TASKS TO CARRY OUT:
- A) Decide whether each statement agrees with the passage on user stories. Answer yes or no for each, and quote the deciding words of the passage. (i) A user story is a detailed requirement. (ii) Research on a story may take more than one iteration. (iii) If a Strong System Value Optimizer and a Strong Application Architecture Optimizer are on the team, the first option should be chosen.
- B) According to the passage on user stories, what is a user story's purpose?
- C) Copy a section of the passage on user stories word for word. Begin at the words "You can consider", and stop after "for Sprint 2.".

PASSAGE TO READ:
● ● ● ● ●

OK to Go?

A user story is not a detailed requirement. It is a reminder. A user story’s purpose is to remind us to have a detailed conversation … later. In some future Sprint Planning session, when we see the story, we will remember that we need to fully understand the story’s purpose and the expected outcome. We will have conversations with our customers and create tasks (and their estimations) to plan the technical work to accomplish the story’s purpose and detail acceptance tests (another kind of task) to specify the story’s expected outcome. I have to admit that in practice this process can be a little tricky for some domains. The user story is not always “OK to Go” the first time we remember to understand it. For example, the story “As a User I want to add a Patient to a service program so that standard protocols can be followed” brings up many questions. How does a service program enforce a standard protocol? What attributes of a Patient determine the need for a service program? What are the standard protocols? Do different service programs use the same standard protocols or different ones? This kind of information is not always “known” within a complex organization, especially if it is automated by a system targeted for retirement … and no one knows how the system actually works. Looks like somebody (a System Value Optimizer or a System Quality Optimizer) needs to do some research and (depending on the complexity) this research may take more than one iteration to complete. A good conversation would go something like this:

Product Owner: I want to schedule this story for Sprint 1

Team: Asks all the questions above of which the Product Owner does not have all the answers

Product Owner: OK. We’ll work on this one some more and have it ready for Sprint 2

Then while the development team is working on Sprint 1, other team members search out and gather all of the information required to answer the questions so the story can be planned with confidence for Sprint 2. Alternatively, the team could split the story and work on known parts during Sprint 1 and postpone the “unknown” parts until Sprint 2.

You can consider the strengths of the team to help make your decision. If a Strong System Value Optimizer and a Strong Application Architecture Optimizer are on the team, choose the second alternative due to the high probability of getting the information (system value) on time and getting it integrated into the next build (application architecture) on time. If both of these strengths are not present on the team, choose the first option and reevaluate the story for Sprint 2.

● ● ● ● ●

Data items

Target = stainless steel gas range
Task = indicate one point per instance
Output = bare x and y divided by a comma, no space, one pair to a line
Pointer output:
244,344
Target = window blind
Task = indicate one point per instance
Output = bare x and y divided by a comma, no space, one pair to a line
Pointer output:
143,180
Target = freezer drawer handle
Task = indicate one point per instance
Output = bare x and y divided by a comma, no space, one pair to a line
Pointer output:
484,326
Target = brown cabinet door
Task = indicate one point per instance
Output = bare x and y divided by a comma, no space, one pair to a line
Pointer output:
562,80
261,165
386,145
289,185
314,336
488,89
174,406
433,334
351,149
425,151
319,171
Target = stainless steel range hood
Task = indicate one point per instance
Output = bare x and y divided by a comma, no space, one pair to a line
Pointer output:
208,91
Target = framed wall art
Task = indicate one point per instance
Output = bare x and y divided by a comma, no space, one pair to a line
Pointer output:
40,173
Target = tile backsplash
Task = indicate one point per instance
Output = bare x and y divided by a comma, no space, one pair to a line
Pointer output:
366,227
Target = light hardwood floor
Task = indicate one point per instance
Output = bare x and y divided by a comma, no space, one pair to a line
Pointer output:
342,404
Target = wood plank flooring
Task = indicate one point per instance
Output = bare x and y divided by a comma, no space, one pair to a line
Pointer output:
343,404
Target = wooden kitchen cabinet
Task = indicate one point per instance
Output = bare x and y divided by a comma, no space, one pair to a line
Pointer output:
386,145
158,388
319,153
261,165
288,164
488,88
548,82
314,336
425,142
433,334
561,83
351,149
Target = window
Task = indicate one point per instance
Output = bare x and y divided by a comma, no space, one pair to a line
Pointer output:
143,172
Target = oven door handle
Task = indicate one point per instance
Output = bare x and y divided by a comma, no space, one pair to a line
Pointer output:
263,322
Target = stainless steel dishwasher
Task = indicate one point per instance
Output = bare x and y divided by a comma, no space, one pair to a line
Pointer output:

● ● ● ● ●

EXPECTED RESPONSES:
- A)
(i) No: "A user story is not a detailed requirement."
(ii) Yes: "this research may take more than one iteration to complete"
(iii) No: "If a Strong System Value Optimizer and a Strong Application Architecture Optimizer are on the team, choose the second alternative"

- B) To remind us to have a detailed conversation later.

- C)
You can consider the strengths of the team to help make your decision. If a Strong System Value Optimizer and a Strong Application Architecture Optimizer are on the team, choose the second alternative due to the high probability of getting the information (system value) on time and getting it integrated into the next build (application architecture) on time. If both of these strengths are not present on the team, choose the first option and reevaluate the story for Sprint 2.